→ Exercise details:
Arrange the rows between the lines holding "927, row 793." and "column 622, row 712", inclusive, as a two-column CSV headed instruction and keypoints, with one line per row. Put each row's text and its answer in a single quoted field apiece, replacing line breaks with spaces.

→ Extracted entries:
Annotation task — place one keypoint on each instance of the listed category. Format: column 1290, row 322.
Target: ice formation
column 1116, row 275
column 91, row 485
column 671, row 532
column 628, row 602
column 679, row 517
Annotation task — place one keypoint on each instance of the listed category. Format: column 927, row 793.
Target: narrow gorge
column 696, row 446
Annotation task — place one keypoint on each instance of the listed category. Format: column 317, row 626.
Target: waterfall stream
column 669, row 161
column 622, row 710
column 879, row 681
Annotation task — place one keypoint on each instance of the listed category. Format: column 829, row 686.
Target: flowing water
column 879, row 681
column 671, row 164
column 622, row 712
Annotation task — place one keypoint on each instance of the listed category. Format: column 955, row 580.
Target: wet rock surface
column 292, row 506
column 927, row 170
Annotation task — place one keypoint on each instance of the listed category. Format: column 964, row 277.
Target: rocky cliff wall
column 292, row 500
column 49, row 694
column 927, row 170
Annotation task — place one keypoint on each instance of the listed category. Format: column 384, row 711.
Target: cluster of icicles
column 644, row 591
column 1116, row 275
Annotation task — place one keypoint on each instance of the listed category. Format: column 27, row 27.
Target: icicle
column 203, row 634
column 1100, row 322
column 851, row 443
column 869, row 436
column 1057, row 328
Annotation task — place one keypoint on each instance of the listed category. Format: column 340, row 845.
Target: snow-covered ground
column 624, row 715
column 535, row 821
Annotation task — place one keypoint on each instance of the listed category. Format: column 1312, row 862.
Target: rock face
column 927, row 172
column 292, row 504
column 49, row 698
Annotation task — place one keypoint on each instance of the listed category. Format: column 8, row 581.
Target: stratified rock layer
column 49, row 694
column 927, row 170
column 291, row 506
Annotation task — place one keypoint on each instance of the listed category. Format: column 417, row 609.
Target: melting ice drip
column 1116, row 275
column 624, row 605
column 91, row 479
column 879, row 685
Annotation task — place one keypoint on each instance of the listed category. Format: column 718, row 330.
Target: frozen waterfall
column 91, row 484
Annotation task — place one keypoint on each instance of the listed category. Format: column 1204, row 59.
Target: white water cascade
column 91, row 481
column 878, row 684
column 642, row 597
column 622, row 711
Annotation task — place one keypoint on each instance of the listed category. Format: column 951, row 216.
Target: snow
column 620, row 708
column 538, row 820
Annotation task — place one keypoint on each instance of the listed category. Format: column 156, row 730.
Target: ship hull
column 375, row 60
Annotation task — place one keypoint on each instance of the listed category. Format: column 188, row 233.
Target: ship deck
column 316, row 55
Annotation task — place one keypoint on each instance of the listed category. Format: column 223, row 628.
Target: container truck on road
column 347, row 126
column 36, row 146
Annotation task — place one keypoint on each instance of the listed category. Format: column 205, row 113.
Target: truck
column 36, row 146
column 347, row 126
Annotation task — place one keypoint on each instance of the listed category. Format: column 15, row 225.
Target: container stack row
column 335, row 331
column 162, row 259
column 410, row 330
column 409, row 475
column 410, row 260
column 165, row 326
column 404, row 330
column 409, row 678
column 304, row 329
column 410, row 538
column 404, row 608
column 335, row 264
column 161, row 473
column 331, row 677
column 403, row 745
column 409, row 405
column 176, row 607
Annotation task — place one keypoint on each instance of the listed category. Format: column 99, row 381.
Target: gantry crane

→ Solution:
instruction,keypoints
"Annotation task — place one keypoint on each instance of the listed category. Format: column 927, row 793. Target: narrow gorge","column 696, row 446"
"Annotation task — place one keypoint on each instance of the listed category. Format: column 317, row 626. Target: waterfall stream","column 669, row 161 column 622, row 710 column 879, row 681"
"Annotation task — place one keypoint on each instance of the listed category. Format: column 829, row 686. Target: flowing water","column 879, row 681 column 671, row 164 column 622, row 712"